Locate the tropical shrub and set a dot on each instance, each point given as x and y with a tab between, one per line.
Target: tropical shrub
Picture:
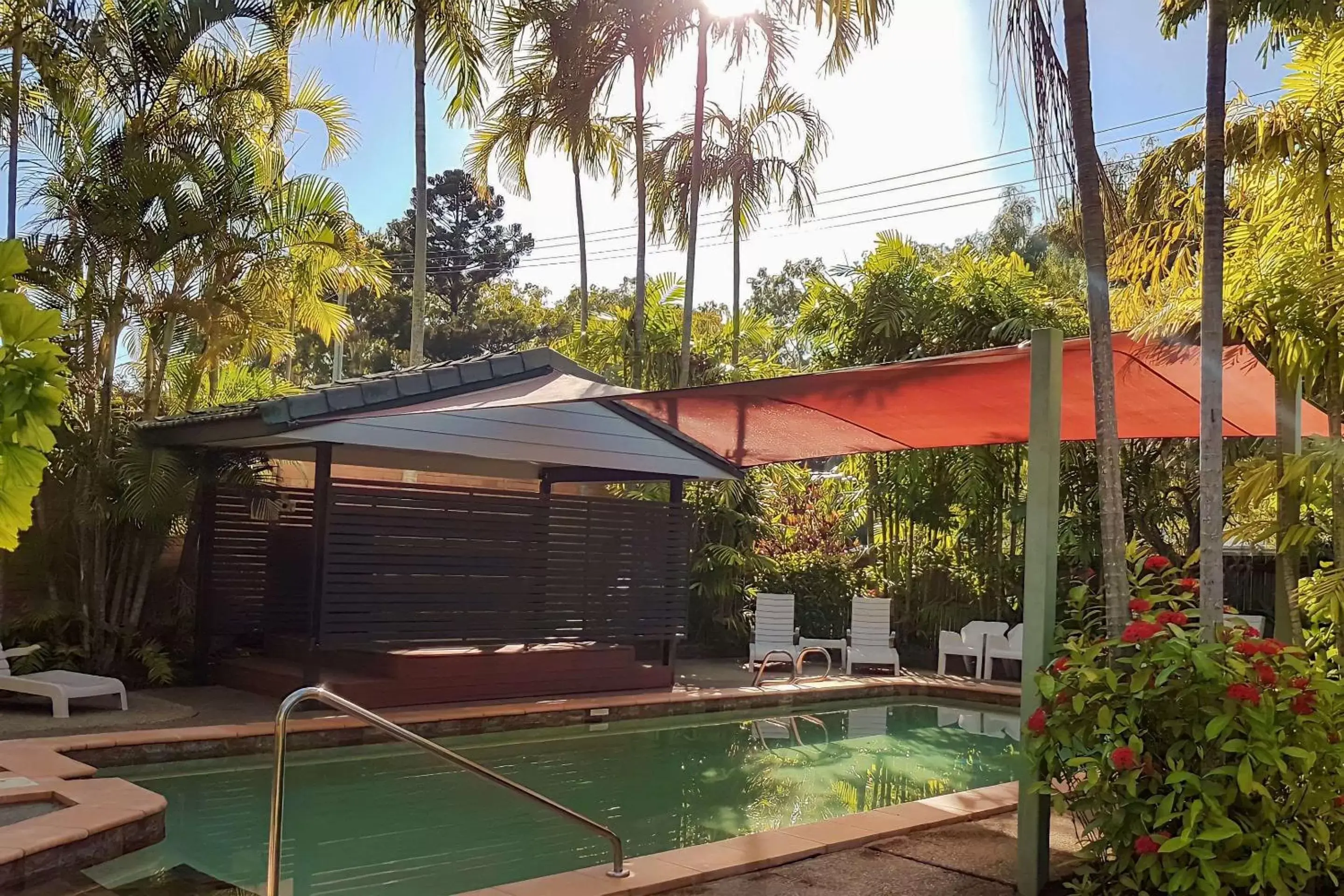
33	385
823	586
1197	768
• • • • • • •
■ Task brief ■
Please edit the items above so that "tropical shrub" becomes "flowering bush" wherever it occurs, with nothing else changed. Leave the pictures out of your version.

■ Solution ■
Locate the flowering bush and set a dot on each instance, each point given as x and y with a tab between, one per line.
Target: flowering bush
Picture:
33	385
823	586
1197	768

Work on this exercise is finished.